What is expected: Which lines of the material hold the word "chicken"? Copy each one.

Input data:
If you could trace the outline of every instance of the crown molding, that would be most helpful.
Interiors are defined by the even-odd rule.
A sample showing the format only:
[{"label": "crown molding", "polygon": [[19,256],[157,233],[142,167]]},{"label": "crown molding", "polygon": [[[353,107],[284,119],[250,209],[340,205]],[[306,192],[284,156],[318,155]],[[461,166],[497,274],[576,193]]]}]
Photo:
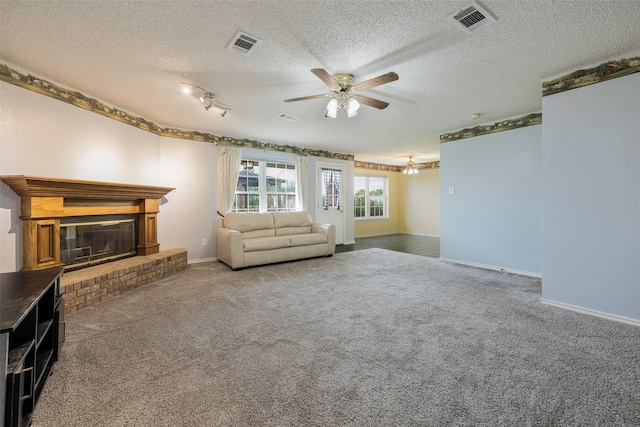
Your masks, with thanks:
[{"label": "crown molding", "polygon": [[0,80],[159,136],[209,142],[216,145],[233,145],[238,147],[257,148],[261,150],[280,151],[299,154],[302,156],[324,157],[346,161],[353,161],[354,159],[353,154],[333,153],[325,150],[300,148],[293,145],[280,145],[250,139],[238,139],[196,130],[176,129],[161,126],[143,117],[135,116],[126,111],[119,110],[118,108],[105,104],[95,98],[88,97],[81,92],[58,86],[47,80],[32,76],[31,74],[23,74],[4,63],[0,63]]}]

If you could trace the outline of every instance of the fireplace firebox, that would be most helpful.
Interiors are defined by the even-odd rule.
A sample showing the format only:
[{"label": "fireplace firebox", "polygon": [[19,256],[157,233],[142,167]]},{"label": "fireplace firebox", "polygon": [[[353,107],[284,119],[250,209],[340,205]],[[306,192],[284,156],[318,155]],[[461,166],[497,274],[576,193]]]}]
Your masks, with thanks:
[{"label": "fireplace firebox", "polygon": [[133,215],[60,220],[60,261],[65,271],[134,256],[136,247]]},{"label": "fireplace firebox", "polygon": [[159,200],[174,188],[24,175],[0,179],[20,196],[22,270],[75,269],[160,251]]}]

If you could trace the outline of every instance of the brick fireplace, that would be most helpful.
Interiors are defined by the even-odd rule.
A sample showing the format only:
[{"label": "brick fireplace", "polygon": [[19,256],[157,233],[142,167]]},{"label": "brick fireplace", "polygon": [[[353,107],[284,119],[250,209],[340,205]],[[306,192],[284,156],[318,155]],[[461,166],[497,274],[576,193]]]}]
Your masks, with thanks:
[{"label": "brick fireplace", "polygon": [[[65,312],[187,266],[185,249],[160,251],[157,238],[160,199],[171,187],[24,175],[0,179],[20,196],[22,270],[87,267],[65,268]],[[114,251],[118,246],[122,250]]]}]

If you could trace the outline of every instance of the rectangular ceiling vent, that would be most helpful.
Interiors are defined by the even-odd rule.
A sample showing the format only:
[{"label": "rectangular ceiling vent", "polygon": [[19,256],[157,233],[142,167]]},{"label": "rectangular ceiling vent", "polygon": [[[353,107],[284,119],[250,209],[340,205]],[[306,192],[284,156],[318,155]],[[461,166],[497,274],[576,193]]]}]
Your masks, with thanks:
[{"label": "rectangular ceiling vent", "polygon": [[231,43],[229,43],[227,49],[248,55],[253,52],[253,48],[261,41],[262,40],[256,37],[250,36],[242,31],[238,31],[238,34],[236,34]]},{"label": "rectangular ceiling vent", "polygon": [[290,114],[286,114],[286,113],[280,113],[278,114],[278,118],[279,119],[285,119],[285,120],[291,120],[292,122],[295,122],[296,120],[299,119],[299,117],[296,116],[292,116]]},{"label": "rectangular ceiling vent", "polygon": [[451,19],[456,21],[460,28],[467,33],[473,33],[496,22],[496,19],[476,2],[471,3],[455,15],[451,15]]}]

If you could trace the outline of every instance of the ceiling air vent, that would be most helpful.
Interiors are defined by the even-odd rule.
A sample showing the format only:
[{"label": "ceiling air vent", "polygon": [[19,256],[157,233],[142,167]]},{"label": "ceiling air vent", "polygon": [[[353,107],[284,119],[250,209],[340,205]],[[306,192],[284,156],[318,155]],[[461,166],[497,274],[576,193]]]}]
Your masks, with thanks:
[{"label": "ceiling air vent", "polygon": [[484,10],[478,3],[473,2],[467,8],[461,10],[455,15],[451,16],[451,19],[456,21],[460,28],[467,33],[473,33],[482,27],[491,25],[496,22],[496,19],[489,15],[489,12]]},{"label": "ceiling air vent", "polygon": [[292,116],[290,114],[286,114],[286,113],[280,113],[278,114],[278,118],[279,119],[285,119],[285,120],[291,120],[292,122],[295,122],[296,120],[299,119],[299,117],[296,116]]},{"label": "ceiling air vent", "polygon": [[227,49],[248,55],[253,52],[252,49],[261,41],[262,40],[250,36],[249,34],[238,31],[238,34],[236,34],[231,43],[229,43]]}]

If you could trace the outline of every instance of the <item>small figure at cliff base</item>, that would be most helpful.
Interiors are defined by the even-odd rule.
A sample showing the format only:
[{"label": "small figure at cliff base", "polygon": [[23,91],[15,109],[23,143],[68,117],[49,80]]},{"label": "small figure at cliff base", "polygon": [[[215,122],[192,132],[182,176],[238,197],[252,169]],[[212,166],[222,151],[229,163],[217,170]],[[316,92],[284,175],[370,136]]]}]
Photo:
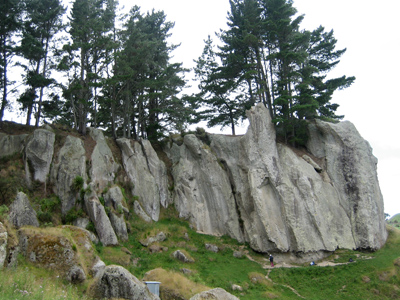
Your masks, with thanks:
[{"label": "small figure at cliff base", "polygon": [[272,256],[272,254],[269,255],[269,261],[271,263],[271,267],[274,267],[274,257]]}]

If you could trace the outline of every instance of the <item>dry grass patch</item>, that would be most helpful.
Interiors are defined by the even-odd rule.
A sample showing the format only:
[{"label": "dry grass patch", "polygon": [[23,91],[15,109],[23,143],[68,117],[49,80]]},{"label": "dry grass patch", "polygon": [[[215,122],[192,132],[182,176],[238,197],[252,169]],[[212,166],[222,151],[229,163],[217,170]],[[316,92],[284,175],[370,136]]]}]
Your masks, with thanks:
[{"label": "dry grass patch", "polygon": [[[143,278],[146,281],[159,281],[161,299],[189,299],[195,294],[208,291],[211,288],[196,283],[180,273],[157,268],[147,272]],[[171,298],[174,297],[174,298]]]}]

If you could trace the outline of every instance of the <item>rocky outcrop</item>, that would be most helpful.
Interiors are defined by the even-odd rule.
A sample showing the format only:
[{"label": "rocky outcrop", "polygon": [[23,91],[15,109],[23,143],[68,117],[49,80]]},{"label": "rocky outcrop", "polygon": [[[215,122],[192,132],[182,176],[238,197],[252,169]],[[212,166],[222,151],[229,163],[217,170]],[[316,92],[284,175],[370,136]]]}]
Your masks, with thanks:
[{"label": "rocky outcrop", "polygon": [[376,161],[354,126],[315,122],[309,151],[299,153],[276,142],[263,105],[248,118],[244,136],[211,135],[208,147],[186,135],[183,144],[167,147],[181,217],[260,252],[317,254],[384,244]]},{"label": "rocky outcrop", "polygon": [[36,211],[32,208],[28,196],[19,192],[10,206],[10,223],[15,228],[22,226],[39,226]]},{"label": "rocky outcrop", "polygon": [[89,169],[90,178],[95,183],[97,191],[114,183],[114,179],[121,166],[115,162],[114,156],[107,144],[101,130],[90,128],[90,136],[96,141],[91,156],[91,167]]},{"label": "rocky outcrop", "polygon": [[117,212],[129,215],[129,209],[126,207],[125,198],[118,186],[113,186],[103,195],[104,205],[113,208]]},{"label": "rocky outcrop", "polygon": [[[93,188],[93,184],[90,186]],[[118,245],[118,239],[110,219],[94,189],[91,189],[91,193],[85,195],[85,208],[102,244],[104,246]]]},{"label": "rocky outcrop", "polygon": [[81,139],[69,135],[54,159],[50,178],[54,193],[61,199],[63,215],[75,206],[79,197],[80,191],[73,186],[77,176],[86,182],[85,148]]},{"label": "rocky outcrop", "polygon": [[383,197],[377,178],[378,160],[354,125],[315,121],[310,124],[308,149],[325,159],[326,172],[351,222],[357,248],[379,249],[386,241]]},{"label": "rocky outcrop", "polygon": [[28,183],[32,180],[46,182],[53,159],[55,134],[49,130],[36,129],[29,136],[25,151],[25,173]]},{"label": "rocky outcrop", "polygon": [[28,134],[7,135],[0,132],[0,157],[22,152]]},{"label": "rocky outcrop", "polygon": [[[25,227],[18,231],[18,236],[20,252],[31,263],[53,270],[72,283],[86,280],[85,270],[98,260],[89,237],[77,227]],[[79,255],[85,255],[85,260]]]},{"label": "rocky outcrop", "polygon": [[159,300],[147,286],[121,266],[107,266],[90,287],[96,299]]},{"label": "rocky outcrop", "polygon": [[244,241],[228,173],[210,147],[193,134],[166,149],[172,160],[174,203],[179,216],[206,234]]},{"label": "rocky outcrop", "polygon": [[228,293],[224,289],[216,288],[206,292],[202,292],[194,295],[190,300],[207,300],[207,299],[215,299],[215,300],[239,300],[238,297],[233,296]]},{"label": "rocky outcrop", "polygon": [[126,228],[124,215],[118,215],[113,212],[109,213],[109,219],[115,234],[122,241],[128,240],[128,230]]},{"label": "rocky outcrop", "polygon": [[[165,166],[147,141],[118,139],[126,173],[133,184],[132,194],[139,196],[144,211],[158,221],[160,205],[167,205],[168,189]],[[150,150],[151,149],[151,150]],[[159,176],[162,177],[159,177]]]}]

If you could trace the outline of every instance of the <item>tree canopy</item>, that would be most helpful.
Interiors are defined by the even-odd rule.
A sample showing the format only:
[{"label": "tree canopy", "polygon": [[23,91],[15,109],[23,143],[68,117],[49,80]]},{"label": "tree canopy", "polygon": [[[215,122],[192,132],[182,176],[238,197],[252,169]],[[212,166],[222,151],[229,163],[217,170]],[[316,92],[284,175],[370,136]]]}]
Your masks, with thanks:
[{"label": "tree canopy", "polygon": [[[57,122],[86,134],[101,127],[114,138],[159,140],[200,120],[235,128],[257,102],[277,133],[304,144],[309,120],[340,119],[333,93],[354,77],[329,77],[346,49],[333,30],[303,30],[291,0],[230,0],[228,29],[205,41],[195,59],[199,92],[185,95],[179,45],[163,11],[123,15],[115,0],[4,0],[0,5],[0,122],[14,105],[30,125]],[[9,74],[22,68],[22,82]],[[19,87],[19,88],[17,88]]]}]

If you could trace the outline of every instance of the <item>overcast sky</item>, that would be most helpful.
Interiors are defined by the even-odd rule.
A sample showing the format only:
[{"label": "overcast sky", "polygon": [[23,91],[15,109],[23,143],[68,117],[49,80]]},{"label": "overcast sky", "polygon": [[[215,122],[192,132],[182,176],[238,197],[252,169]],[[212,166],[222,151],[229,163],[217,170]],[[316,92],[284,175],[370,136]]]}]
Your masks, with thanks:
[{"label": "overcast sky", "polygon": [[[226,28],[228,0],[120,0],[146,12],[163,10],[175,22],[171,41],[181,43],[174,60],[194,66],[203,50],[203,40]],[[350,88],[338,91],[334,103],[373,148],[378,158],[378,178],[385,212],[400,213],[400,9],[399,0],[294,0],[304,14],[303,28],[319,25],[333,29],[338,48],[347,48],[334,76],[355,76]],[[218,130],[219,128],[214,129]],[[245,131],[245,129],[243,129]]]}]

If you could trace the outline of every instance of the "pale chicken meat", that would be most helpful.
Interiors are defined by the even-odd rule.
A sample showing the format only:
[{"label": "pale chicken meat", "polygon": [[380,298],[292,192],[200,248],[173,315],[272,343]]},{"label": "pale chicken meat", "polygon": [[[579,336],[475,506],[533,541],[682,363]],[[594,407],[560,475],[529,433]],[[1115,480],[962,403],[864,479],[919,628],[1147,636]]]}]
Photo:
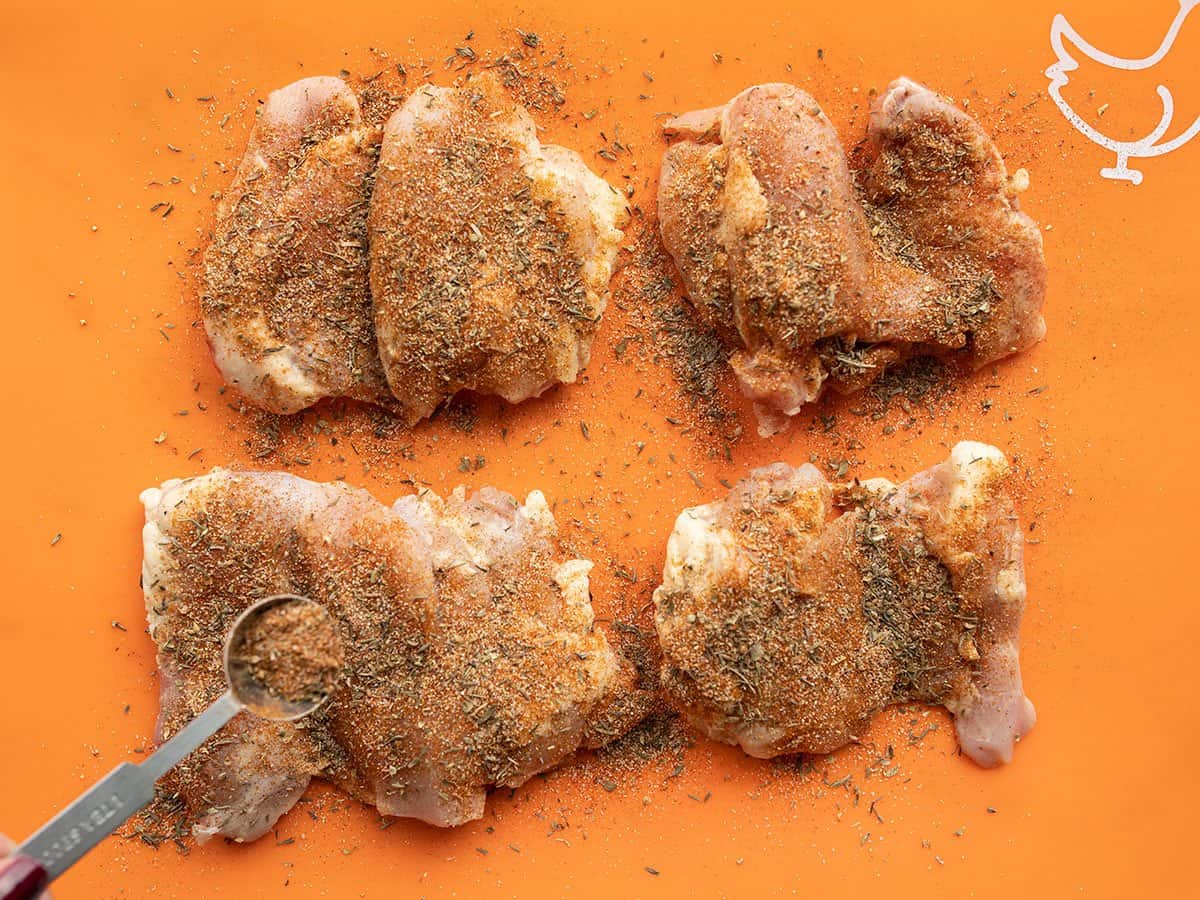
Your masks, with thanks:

Solution to the problem:
If you could trace the outline of every instance of the "pale chicken meat", that would be most helpful.
[{"label": "pale chicken meat", "polygon": [[380,298],[292,192],[200,248],[173,315],[272,343]]},{"label": "pale chicken meat", "polygon": [[[579,336],[475,506],[533,541],[682,363]],[[594,407],[560,475],[529,433]],[[1115,480],[962,403],[864,479],[919,628],[1147,636]]]}]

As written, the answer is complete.